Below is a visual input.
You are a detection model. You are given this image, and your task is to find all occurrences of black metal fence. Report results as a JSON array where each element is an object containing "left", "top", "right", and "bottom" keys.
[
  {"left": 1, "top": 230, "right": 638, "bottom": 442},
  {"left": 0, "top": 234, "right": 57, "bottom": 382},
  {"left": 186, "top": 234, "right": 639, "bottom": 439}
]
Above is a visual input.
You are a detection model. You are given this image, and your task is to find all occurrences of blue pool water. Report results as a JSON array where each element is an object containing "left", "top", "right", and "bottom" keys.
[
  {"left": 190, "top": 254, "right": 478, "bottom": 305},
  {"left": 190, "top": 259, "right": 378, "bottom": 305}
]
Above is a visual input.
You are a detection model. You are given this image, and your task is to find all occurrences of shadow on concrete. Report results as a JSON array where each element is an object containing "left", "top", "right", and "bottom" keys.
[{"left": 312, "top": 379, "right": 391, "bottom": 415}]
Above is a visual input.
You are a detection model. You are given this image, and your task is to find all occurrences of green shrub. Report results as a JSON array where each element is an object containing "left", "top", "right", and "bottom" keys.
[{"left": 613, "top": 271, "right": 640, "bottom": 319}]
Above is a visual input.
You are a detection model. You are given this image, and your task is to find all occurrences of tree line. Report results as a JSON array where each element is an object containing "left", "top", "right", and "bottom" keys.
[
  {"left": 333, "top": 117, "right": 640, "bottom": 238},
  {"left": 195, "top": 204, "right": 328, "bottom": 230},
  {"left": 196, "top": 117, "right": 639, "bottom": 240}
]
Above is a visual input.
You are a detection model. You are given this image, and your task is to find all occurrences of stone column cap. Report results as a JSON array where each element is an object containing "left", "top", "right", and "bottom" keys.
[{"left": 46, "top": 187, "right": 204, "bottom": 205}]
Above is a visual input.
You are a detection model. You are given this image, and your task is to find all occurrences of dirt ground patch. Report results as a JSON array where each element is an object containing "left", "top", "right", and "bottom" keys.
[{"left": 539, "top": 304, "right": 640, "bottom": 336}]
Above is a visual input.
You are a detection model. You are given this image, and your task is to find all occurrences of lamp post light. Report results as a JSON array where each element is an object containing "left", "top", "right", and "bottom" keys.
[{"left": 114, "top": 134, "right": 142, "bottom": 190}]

^^^^^^^^

About this exercise >> Each line of the data must be set down again as it is.

The completed task >>
Below is a visual input.
You are a detection model. You are given this image, and your task is to find all occurrences of black metal fence. Report results as a JSON array where each element is an object containing "left", "top", "right", and "bottom" keys.
[
  {"left": 1, "top": 230, "right": 638, "bottom": 442},
  {"left": 0, "top": 234, "right": 57, "bottom": 382},
  {"left": 186, "top": 234, "right": 639, "bottom": 439}
]
Above is a visual input.
You are a detection model. You are given this image, and your task is to find all occurrences of blue pool water. Report results as a JSON array where each element is an object containing "left", "top", "right", and "bottom" keys.
[
  {"left": 190, "top": 254, "right": 478, "bottom": 305},
  {"left": 190, "top": 259, "right": 378, "bottom": 305}
]
Above is a visual input.
You are a detection model. You are given this image, and your task is to find all occurrences of shadow on concrete. Report results as a JSON array where each element is an object containing "left", "top", "right", and "bottom" keys.
[{"left": 312, "top": 379, "right": 391, "bottom": 415}]
Above is a visual input.
You are a detection model. You are given this image, and your task is to find all occurrences of green shrub. Report results as a JSON array where each element is an object containing "left", "top", "right", and "bottom" keys.
[{"left": 613, "top": 271, "right": 640, "bottom": 319}]
Above is a visual input.
You are a detection model. You are given this image, and your task is to find all occurrences of tree line. Report results as a JSON array where each element is an object containing "left", "top", "right", and "bottom" keys.
[
  {"left": 333, "top": 117, "right": 640, "bottom": 238},
  {"left": 195, "top": 204, "right": 328, "bottom": 230},
  {"left": 196, "top": 117, "right": 639, "bottom": 240}
]
Above is a visual input.
You are a detection model. You are given this image, and your task is to find all occurrences of stone column cap. Report results as a JSON array where each element is an object containing "left", "top", "right", and "bottom" keys.
[{"left": 46, "top": 187, "right": 204, "bottom": 205}]
Above is a visual input.
You are a detection model. You are given this image, and your task is to find all occurrences of dirt ground patch. Report results as a JSON array where each element is an object containing "left", "top", "right", and "bottom" keys.
[{"left": 539, "top": 304, "right": 640, "bottom": 336}]
Above is a visual input.
You are a detection model. You are given this image, and your task is to find all occurrences of lamp post light. Report results as a JSON array where each element is an object containing "left", "top", "right", and "bottom" keys.
[{"left": 114, "top": 134, "right": 142, "bottom": 190}]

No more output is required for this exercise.